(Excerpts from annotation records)
+++++

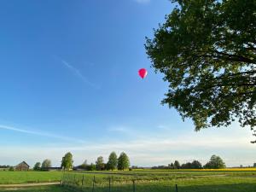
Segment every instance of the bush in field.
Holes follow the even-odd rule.
[[[181,166],[181,169],[201,169],[202,166],[198,160],[194,160],[192,163],[188,162]]]
[[[122,152],[118,159],[118,169],[124,171],[128,169],[130,166],[130,160],[127,154]]]
[[[112,152],[109,154],[108,161],[107,163],[107,169],[108,170],[114,170],[117,168],[118,165],[118,159],[115,152]]]
[[[41,170],[41,163],[40,162],[37,162],[33,167],[34,171],[40,171]]]
[[[90,166],[88,166],[88,171],[96,171],[96,165],[91,163]]]
[[[62,157],[61,160],[61,167],[64,168],[64,170],[70,170],[73,167],[73,155],[70,152],[67,153],[64,157]]]
[[[223,169],[226,166],[223,160],[215,154],[213,154],[211,157],[210,161],[204,166],[204,168],[206,169]]]
[[[180,164],[177,160],[174,161],[174,169],[179,169],[180,168]]]
[[[51,167],[51,161],[50,160],[44,160],[42,163],[42,169],[46,169]]]
[[[96,167],[97,171],[102,171],[105,169],[104,159],[102,156],[99,156],[96,161]]]

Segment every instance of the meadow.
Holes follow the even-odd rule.
[[[255,169],[69,172],[64,174],[61,172],[0,172],[0,183],[55,182],[61,179],[63,179],[65,187],[30,187],[13,190],[59,192],[79,189],[87,192],[92,191],[94,187],[96,192],[106,192],[109,189],[110,181],[111,191],[113,192],[132,192],[133,189],[137,192],[174,192],[176,184],[178,192],[256,191]],[[6,189],[0,188],[1,191],[6,191]],[[12,189],[8,191],[12,191]]]
[[[0,172],[0,184],[60,181],[61,172]]]

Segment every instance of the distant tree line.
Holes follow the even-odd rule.
[[[47,171],[48,168],[51,167],[51,161],[50,160],[44,160],[42,163],[37,162],[33,167],[34,171]]]
[[[225,168],[225,163],[224,160],[215,154],[213,154],[210,160],[204,166],[201,165],[198,160],[193,160],[192,162],[187,162],[180,165],[177,160],[175,160],[174,163],[168,164],[166,166],[153,166],[152,169],[222,169]]]
[[[108,162],[104,162],[104,159],[102,156],[99,156],[96,161],[95,164],[87,164],[87,160],[84,160],[84,162],[74,167],[74,169],[83,169],[87,171],[105,171],[105,170],[120,170],[124,171],[125,169],[128,169],[130,167],[130,160],[128,155],[122,152],[119,156],[118,157],[115,152],[112,152],[109,156]]]

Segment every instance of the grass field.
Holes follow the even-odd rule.
[[[132,192],[167,192],[175,191],[177,184],[179,192],[255,192],[256,172],[248,171],[136,171],[109,172],[73,172],[65,174],[67,185],[91,191],[92,180],[96,175],[95,189],[97,192],[107,191],[111,178],[111,191]]]
[[[0,188],[0,192],[69,192],[67,189],[61,186],[43,186],[29,188]]]
[[[0,172],[0,184],[60,181],[61,172]]]
[[[109,174],[112,173],[112,174]],[[72,187],[82,188],[83,191],[92,191],[92,181],[96,176],[95,191],[106,192],[111,177],[111,191],[132,192],[135,179],[137,192],[175,191],[179,192],[255,192],[256,172],[247,171],[132,171],[132,172],[81,172],[65,173],[64,179]],[[0,172],[0,183],[23,183],[60,181],[61,172]],[[58,186],[14,189],[13,191],[68,191],[68,188]],[[0,189],[1,191],[6,189]],[[8,191],[12,191],[9,189]]]

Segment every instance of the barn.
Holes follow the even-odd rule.
[[[25,161],[22,161],[21,163],[18,164],[15,166],[15,171],[28,171],[29,166]]]

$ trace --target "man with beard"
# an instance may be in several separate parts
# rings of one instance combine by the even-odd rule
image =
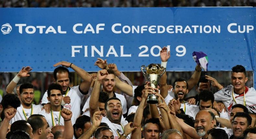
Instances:
[[[90,99],[89,108],[91,117],[93,117],[94,112],[99,110],[98,106],[98,101],[101,82],[103,82],[103,88],[105,88],[104,90],[107,92],[113,91],[115,83],[115,75],[109,74],[109,70],[107,71],[106,70],[103,70],[98,72],[97,79],[91,94],[93,97],[90,97]],[[121,121],[122,114],[121,102],[118,98],[113,97],[114,93],[113,92],[110,93],[110,98],[105,103],[107,115],[105,117],[102,117],[101,122],[108,124],[113,132],[115,138],[125,136],[130,138],[130,135],[123,134],[124,133],[123,127],[128,123],[128,122],[126,121]],[[111,95],[111,94],[112,96]]]
[[[20,106],[17,108],[17,113],[12,119],[10,123],[20,120],[27,120],[32,114],[38,114],[42,106],[32,104],[34,100],[34,86],[30,83],[25,82],[19,88]]]

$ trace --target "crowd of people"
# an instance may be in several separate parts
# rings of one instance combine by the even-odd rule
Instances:
[[[255,6],[255,0],[3,0],[0,7]]]
[[[160,57],[168,69],[166,47]],[[91,74],[60,62],[38,105],[32,104],[33,84],[19,82],[32,70],[24,67],[0,98],[0,138],[256,139],[256,91],[245,85],[245,68],[233,67],[231,84],[223,87],[195,65],[189,80],[179,77],[168,84],[165,72],[154,88],[153,81],[133,86],[107,60],[98,58],[95,65],[101,70]],[[78,85],[70,86],[68,68],[83,80]],[[197,94],[186,97],[194,87]],[[213,92],[214,88],[218,91]],[[152,94],[156,104],[147,102]]]

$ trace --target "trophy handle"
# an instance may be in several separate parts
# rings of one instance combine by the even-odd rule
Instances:
[[[140,68],[140,70],[141,70],[141,72],[143,73],[144,74],[145,74],[146,73],[144,72],[144,70],[146,70],[146,66],[145,65],[142,65],[141,66],[141,67]]]
[[[160,68],[160,70],[163,71],[163,72],[162,73],[162,74],[161,74],[160,75],[162,76],[162,75],[165,72],[165,70],[166,70],[166,69],[165,68],[165,67],[163,67],[163,66],[161,66],[161,67]]]

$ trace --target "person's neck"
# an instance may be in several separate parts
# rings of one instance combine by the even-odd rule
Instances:
[[[28,106],[25,105],[24,103],[22,103],[21,105],[22,105],[22,106],[25,109],[31,109],[31,106],[32,106],[32,104],[30,104],[30,105]]]
[[[244,87],[240,89],[234,89],[234,92],[239,95],[241,94],[244,92]]]
[[[51,106],[52,110],[55,112],[59,112],[61,108],[61,106],[60,105],[59,106]]]

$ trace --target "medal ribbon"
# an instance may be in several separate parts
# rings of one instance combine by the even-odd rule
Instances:
[[[27,117],[27,115],[26,115],[26,113],[25,112],[25,111],[24,110],[24,109],[23,108],[23,107],[22,107],[22,113],[23,113],[23,114],[24,115],[24,116],[25,117],[25,119],[26,119],[26,121],[28,120],[28,117]],[[33,105],[31,105],[31,112],[30,113],[30,115],[31,116],[33,114]]]

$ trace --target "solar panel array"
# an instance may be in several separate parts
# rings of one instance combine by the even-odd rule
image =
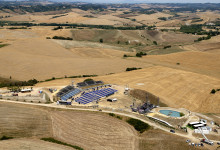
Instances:
[[[57,96],[58,97],[62,97],[64,96],[66,93],[69,93],[70,91],[74,90],[73,86],[66,86],[65,88],[62,88],[58,93]]]
[[[81,90],[80,89],[73,89],[72,91],[70,91],[70,92],[68,92],[68,93],[66,93],[65,95],[63,95],[62,97],[61,97],[61,100],[64,100],[64,101],[66,101],[66,100],[68,100],[69,98],[71,98],[72,96],[75,96],[75,95],[77,95],[77,94],[79,94],[81,92]]]
[[[83,96],[76,99],[76,102],[80,104],[88,104],[92,101],[98,100],[102,97],[110,96],[117,92],[117,90],[112,88],[105,88],[97,91],[92,91],[89,93],[84,94]]]
[[[84,86],[91,86],[91,85],[98,85],[98,84],[104,84],[102,81],[85,81],[85,82],[80,82],[77,83],[78,87],[84,87]]]

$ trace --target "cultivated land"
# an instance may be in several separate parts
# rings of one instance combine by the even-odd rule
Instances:
[[[11,110],[17,110],[17,118],[19,120],[14,121],[13,118],[8,118],[4,113],[1,115],[1,125],[4,126],[11,125],[11,122],[3,123],[3,120],[13,121],[14,126],[19,126],[23,122],[29,122],[32,124],[32,131],[39,132],[45,129],[45,126],[39,126],[34,128],[36,125],[36,115],[35,120],[30,120],[27,118],[27,114],[22,113],[25,109],[26,111],[47,112],[47,117],[51,118],[47,123],[51,124],[47,130],[51,130],[52,133],[44,135],[32,135],[33,138],[29,137],[29,130],[23,131],[23,135],[18,135],[16,137],[25,138],[15,138],[6,141],[0,141],[3,148],[11,150],[16,148],[26,150],[26,149],[70,149],[67,146],[62,146],[58,144],[53,144],[49,142],[44,142],[39,140],[41,137],[54,137],[63,142],[80,146],[84,149],[180,149],[187,148],[185,143],[185,138],[172,135],[171,133],[166,133],[159,129],[149,129],[143,134],[137,133],[137,131],[127,124],[125,121],[109,116],[108,114],[102,114],[100,112],[85,112],[85,111],[72,111],[72,110],[62,110],[46,108],[40,106],[31,106],[24,104],[12,104],[7,102],[1,102],[1,108],[6,107],[9,112]],[[38,120],[39,122],[39,120]],[[2,132],[0,132],[2,134]],[[40,132],[42,133],[42,132]],[[7,136],[14,136],[14,130],[8,130],[4,133]],[[169,141],[168,141],[169,139]],[[172,139],[172,140],[171,140]],[[168,144],[169,142],[169,144]],[[171,142],[171,143],[170,143]],[[191,148],[191,147],[190,147]],[[197,149],[197,148],[194,148]],[[205,148],[203,148],[205,149]]]
[[[210,94],[212,89],[220,89],[219,4],[48,3],[0,2],[0,85],[33,78],[63,78],[35,85],[35,92],[43,90],[52,99],[49,88],[59,90],[73,80],[78,83],[87,79],[64,77],[98,75],[91,78],[112,84],[119,92],[110,98],[118,102],[101,100],[98,105],[102,112],[90,107],[96,111],[91,112],[82,109],[95,103],[82,106],[73,102],[70,107],[76,111],[55,103],[1,101],[0,137],[14,137],[0,141],[3,149],[70,149],[42,141],[42,137],[85,150],[199,149],[185,141],[189,138],[198,143],[200,135],[180,131],[174,135],[168,128],[146,121],[145,116],[131,113],[134,98],[123,92],[128,85],[160,97],[164,106],[192,111],[181,120],[152,115],[175,126],[199,118],[219,123],[220,92]],[[194,32],[200,26],[201,30]],[[147,55],[135,57],[138,52]],[[125,72],[131,67],[142,69]],[[2,91],[7,88],[0,89],[0,94]],[[141,100],[136,99],[136,103]],[[124,110],[118,113],[122,120],[105,113],[120,109]],[[138,133],[125,122],[131,116],[144,119],[151,129]],[[208,137],[219,139],[214,132]],[[201,149],[206,148],[216,149],[216,145]]]

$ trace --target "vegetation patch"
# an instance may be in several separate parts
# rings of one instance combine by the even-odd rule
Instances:
[[[41,140],[47,141],[47,142],[56,143],[56,144],[61,144],[61,145],[65,145],[65,146],[69,146],[69,147],[75,148],[75,149],[77,149],[77,150],[83,150],[83,148],[81,148],[81,147],[79,147],[79,146],[67,144],[67,143],[58,141],[58,140],[56,140],[56,139],[54,139],[54,138],[51,138],[51,137],[50,137],[50,138],[41,138]]]
[[[220,91],[220,89],[212,89],[210,94],[215,94],[216,92]]]
[[[150,129],[150,125],[137,119],[130,118],[127,120],[127,123],[132,125],[140,133],[143,133],[144,131]]]
[[[184,26],[181,26],[180,28],[180,32],[183,32],[183,33],[192,33],[192,34],[195,34],[195,33],[200,33],[202,30],[202,25],[190,25],[190,26],[187,26],[187,25],[184,25]]]
[[[163,49],[171,48],[171,45],[164,46]]]
[[[127,68],[126,71],[139,70],[139,69],[142,69],[142,68],[132,67],[132,68]]]
[[[136,57],[142,57],[142,56],[146,56],[147,53],[145,52],[139,52],[139,53],[136,53]]]
[[[194,130],[193,127],[190,127],[189,125],[186,126],[187,128],[190,128],[191,130]]]
[[[185,116],[185,114],[184,114],[184,113],[182,113],[182,112],[180,112],[180,117],[183,117],[183,116]]]
[[[0,141],[3,141],[3,140],[10,140],[10,139],[13,139],[13,137],[9,137],[9,136],[5,136],[5,135],[3,135],[3,136],[0,138]]]
[[[53,30],[59,30],[59,29],[63,29],[63,27],[58,26],[58,27],[53,28]]]
[[[16,30],[16,29],[27,29],[27,27],[11,27],[11,28],[8,28],[10,30]]]

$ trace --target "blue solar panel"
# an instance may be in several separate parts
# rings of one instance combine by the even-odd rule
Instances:
[[[112,95],[115,92],[117,92],[117,90],[111,89],[111,88],[92,91],[92,92],[89,92],[89,93],[85,93],[80,98],[77,98],[76,102],[80,102],[81,104],[87,104],[87,103],[90,103],[92,101],[98,100],[102,97]]]
[[[71,98],[72,96],[75,96],[77,94],[79,94],[81,92],[80,89],[73,89],[72,91],[70,91],[69,93],[65,94],[64,96],[61,97],[61,100],[68,100],[69,98]]]

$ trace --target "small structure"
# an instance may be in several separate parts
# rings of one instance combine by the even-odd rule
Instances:
[[[149,113],[153,108],[155,108],[156,106],[151,104],[149,101],[144,103],[142,106],[137,107],[137,111],[140,114],[145,114],[145,113]],[[133,109],[132,109],[133,110]]]
[[[57,105],[71,105],[71,102],[68,102],[68,101],[57,101]]]
[[[31,91],[32,91],[32,89],[22,89],[21,93],[28,93],[28,92],[31,92]]]
[[[198,129],[198,128],[201,128],[201,127],[205,127],[206,123],[204,123],[203,121],[200,121],[200,122],[190,122],[188,124],[188,126],[192,127],[193,129]]]
[[[195,133],[200,133],[200,134],[209,134],[212,131],[212,128],[209,126],[201,127],[200,129],[195,129]]]

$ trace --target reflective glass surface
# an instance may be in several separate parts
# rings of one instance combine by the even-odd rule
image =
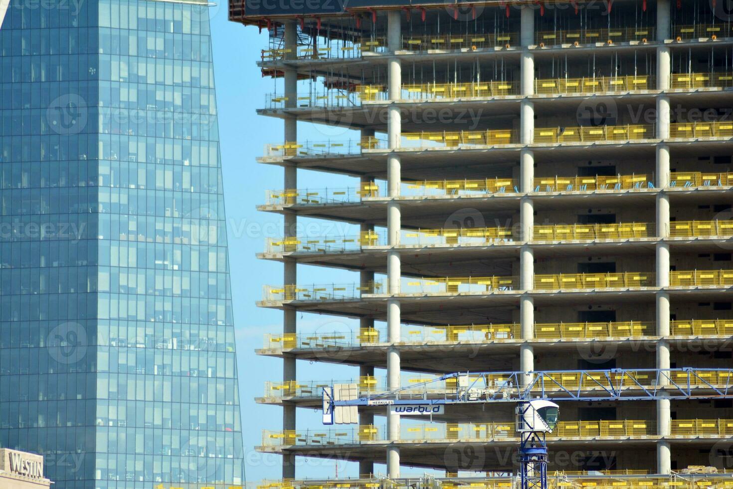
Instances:
[[[56,489],[242,482],[209,34],[136,0],[0,29],[0,446]]]

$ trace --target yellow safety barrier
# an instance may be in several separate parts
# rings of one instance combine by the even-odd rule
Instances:
[[[542,339],[640,337],[654,334],[654,325],[641,321],[534,325],[534,337]]]
[[[733,73],[672,73],[670,86],[686,89],[729,88],[733,87]]]
[[[405,141],[430,141],[432,144],[457,147],[460,144],[472,146],[495,146],[518,142],[518,134],[512,129],[499,130],[461,130],[457,132],[402,133]]]
[[[444,34],[429,36],[405,36],[402,49],[405,51],[481,49],[514,45],[518,35],[516,32],[500,34]]]
[[[536,275],[534,277],[534,288],[537,290],[639,289],[654,286],[654,273],[561,273]]]
[[[588,471],[556,471],[548,474],[548,487],[551,489],[725,489],[733,487],[731,477],[725,477],[730,469],[718,468],[715,474],[674,474],[668,477],[644,477],[645,470],[603,470]],[[457,473],[446,473],[446,479],[435,477],[409,477],[388,479],[362,474],[358,479],[328,479],[278,481],[263,480],[257,489],[396,489],[410,485],[416,489],[512,489],[518,484],[518,476],[502,477],[487,473],[485,477],[458,477]],[[631,477],[623,477],[631,476]],[[231,489],[231,488],[229,488]]]
[[[603,43],[626,43],[654,40],[654,27],[627,27],[620,29],[596,29],[579,31],[545,31],[537,32],[535,40],[537,45],[559,44],[595,44]]]
[[[285,285],[263,287],[265,301],[347,301],[358,299],[362,293],[380,293],[382,284],[325,284],[323,285]]]
[[[519,94],[517,81],[482,81],[456,84],[422,84],[402,85],[407,100],[435,98],[488,98]]]
[[[685,122],[669,125],[671,139],[733,137],[733,121]]]
[[[676,172],[669,175],[670,187],[726,187],[733,185],[733,173]]]
[[[296,205],[307,204],[332,204],[357,202],[365,197],[379,194],[379,185],[375,182],[363,183],[360,188],[289,188],[268,190],[265,199],[268,205]]]
[[[628,336],[628,333],[619,333],[616,337]],[[506,374],[481,374],[469,375],[469,380],[475,381],[477,389],[497,389],[510,380]],[[608,390],[608,389],[638,389],[639,386],[644,389],[654,387],[659,382],[668,380],[680,386],[688,385],[689,381],[692,387],[706,389],[710,386],[715,388],[730,388],[733,386],[733,371],[730,369],[721,370],[693,370],[691,372],[672,372],[668,375],[658,376],[649,370],[625,370],[621,372],[611,372],[608,375],[605,372],[586,372],[582,375],[580,372],[548,372],[543,378],[542,382],[535,383],[533,391],[556,391],[564,389],[581,389],[584,391]],[[403,376],[401,379],[402,390],[400,396],[404,399],[414,398],[414,396],[438,396],[442,397],[446,394],[454,394],[458,389],[456,378],[437,380],[434,376],[424,375],[417,377]],[[360,394],[380,394],[386,391],[386,379],[383,377],[374,376],[360,377],[357,380],[342,382],[342,383],[356,383],[358,385]],[[304,397],[309,399],[320,398],[323,387],[331,385],[331,381],[326,382],[266,382],[265,384],[265,397]]]
[[[484,243],[493,243],[497,240],[511,239],[513,229],[510,227],[460,228],[456,229],[417,229],[416,232],[408,232],[407,238],[419,238],[421,235],[426,238],[441,238],[447,244],[457,244],[461,238],[473,238]]]
[[[707,238],[733,235],[733,221],[673,221],[669,223],[673,238]]]
[[[387,96],[387,87],[384,85],[357,85],[356,91],[363,102],[385,100]]]
[[[608,224],[555,224],[535,226],[535,241],[618,240],[649,238],[654,235],[654,225],[645,223]]]
[[[265,156],[326,156],[329,155],[356,155],[362,150],[372,150],[383,143],[375,136],[343,141],[285,141],[282,144],[267,144]]]
[[[611,177],[535,177],[535,192],[578,192],[597,190],[631,190],[646,188],[652,183],[647,174]]]
[[[513,422],[421,423],[400,427],[400,441],[462,440],[487,441],[518,438]],[[373,424],[321,430],[263,432],[264,446],[353,444],[386,440],[386,430]],[[726,438],[733,435],[733,419],[673,419],[669,436]],[[657,435],[657,423],[645,419],[561,421],[548,438],[615,439]]]
[[[672,287],[722,287],[733,285],[733,270],[673,271],[669,274]]]
[[[674,29],[675,39],[682,40],[707,39],[712,36],[716,37],[730,37],[732,35],[731,25],[721,23],[718,25],[698,24],[696,26],[678,26]]]
[[[733,335],[733,320],[672,320],[670,329],[674,336]]]
[[[416,190],[444,191],[446,195],[454,195],[460,192],[477,192],[482,194],[504,194],[516,192],[517,180],[512,178],[485,178],[484,180],[425,180],[422,182],[405,182],[407,190],[413,193]]]
[[[547,128],[534,130],[535,143],[637,141],[655,138],[651,125]]]
[[[656,336],[653,323],[623,321],[610,323],[537,323],[534,327],[537,339],[600,339],[605,338],[641,338]],[[672,336],[731,336],[733,320],[672,320]],[[400,343],[419,345],[427,342],[480,343],[518,339],[519,324],[471,324],[425,326],[402,332]],[[265,335],[264,348],[271,350],[292,348],[320,350],[350,348],[386,341],[385,332],[375,328],[350,331],[323,334],[285,334]],[[297,390],[298,384],[293,384]],[[375,380],[373,386],[376,386]],[[292,389],[291,389],[292,390]]]
[[[655,88],[654,80],[653,76],[648,75],[535,80],[534,92],[541,95],[572,95],[649,90]]]
[[[359,236],[344,238],[285,238],[267,239],[265,249],[268,253],[325,253],[356,251],[362,246],[377,244],[379,235],[374,231],[362,232]]]
[[[672,419],[670,433],[672,436],[732,436],[733,419]]]
[[[674,372],[670,375],[670,378],[682,386],[686,385],[688,380],[691,386],[697,387],[733,385],[733,374],[730,370],[696,370],[694,374],[688,376],[684,372]]]
[[[400,285],[399,295],[483,293],[513,290],[518,286],[516,276],[406,279]]]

+++++

> _Exercise_:
From the entries above, take the lines starting at the one that contains "reflective glass surface" and ending at the one that contains "[[[56,489],[242,482],[209,34],[136,0],[0,29],[0,446]]]", and arrange them as a JSON list of strings, one string per line. Skip blank lines and leave out the picture.

> _Complete response_:
[
  "$ trace --target reflective glass surface",
  "# an instance may be in several separate parts",
  "# rings of one instance combine by the even-odd rule",
  "image =",
  "Instances:",
  "[[[56,489],[242,482],[209,34],[136,0],[0,29],[0,446]]]"
]